### WHAT IS REQUIRED
Turn the part of the records that opens with the line containing "If any chrome" and closes with the line containing "[940,420,1014,486]" into a two-column CSV with the columns text and answer, one row per record. Put each value in one quoted field, with line breaks changed to spaces.

### DATA ROWS
========================
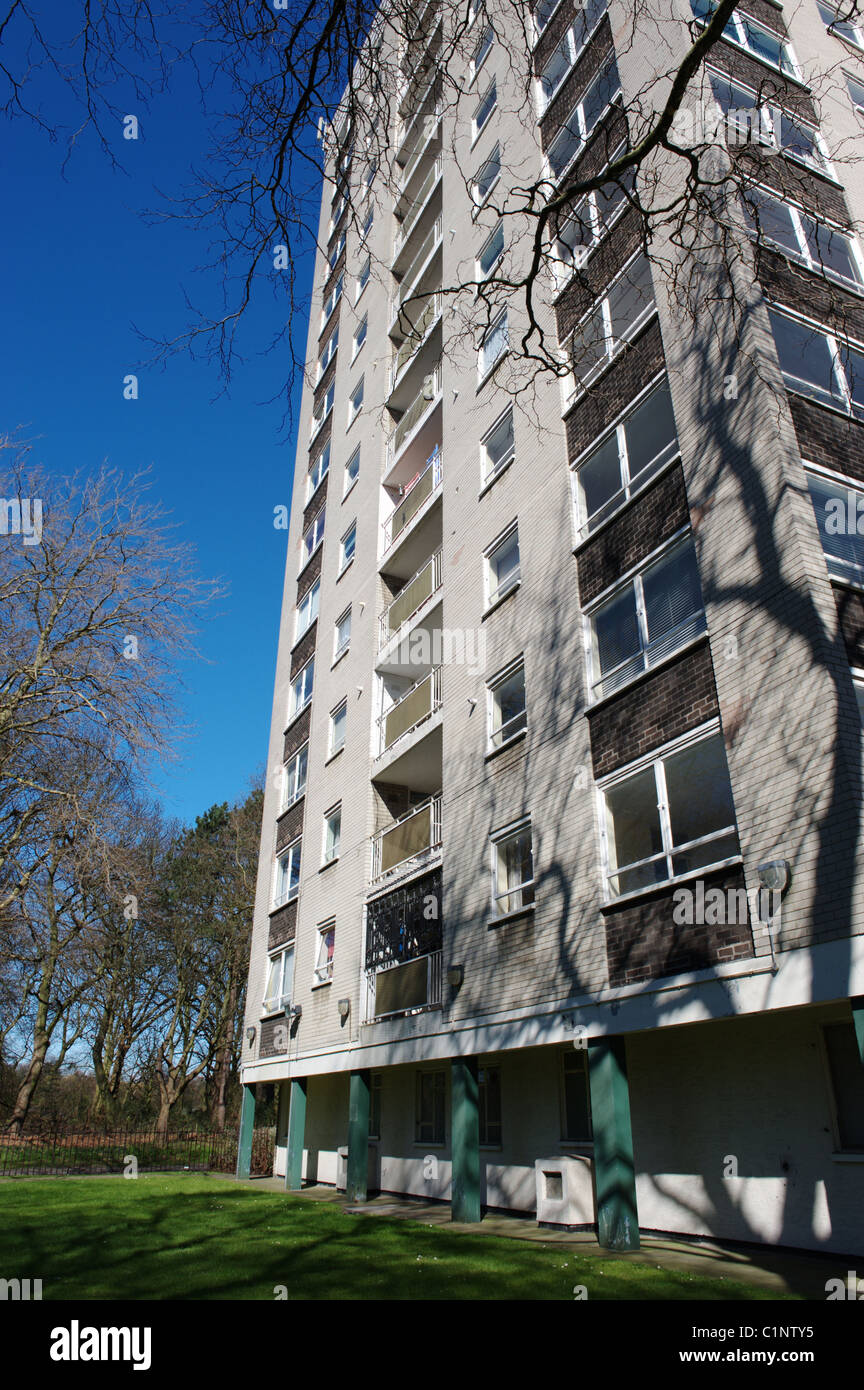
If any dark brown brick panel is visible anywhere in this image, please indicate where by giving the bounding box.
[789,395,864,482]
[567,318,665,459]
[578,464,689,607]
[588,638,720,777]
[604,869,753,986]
========================
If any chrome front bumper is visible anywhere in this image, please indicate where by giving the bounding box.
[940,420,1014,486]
========================
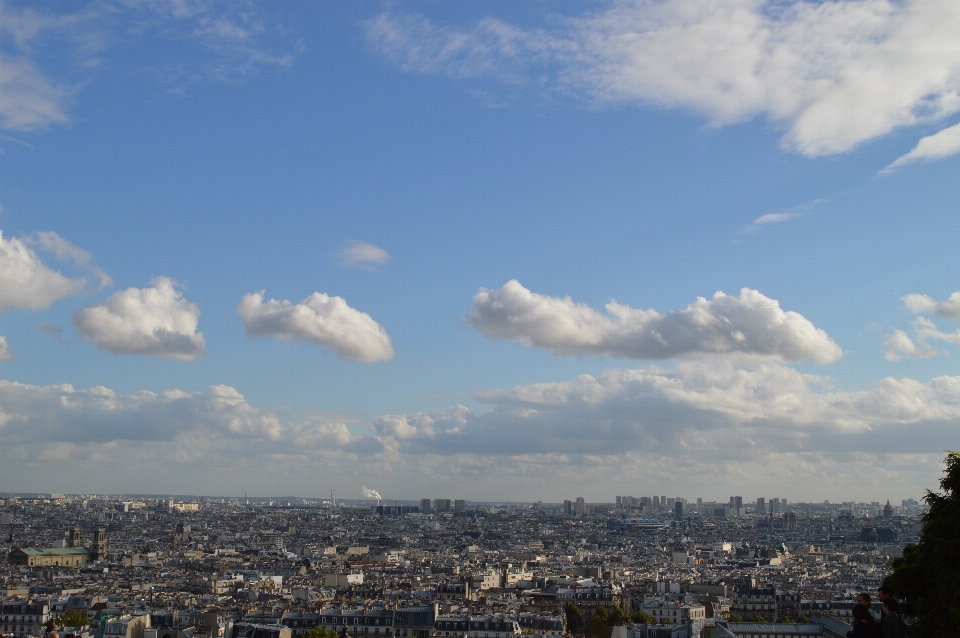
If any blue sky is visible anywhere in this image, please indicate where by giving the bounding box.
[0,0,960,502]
========================
### REPLY
text,answer
"If any chrome front bumper is visible anywhere in this image, please indicate where by giving the bounding box.","[940,420,1014,486]"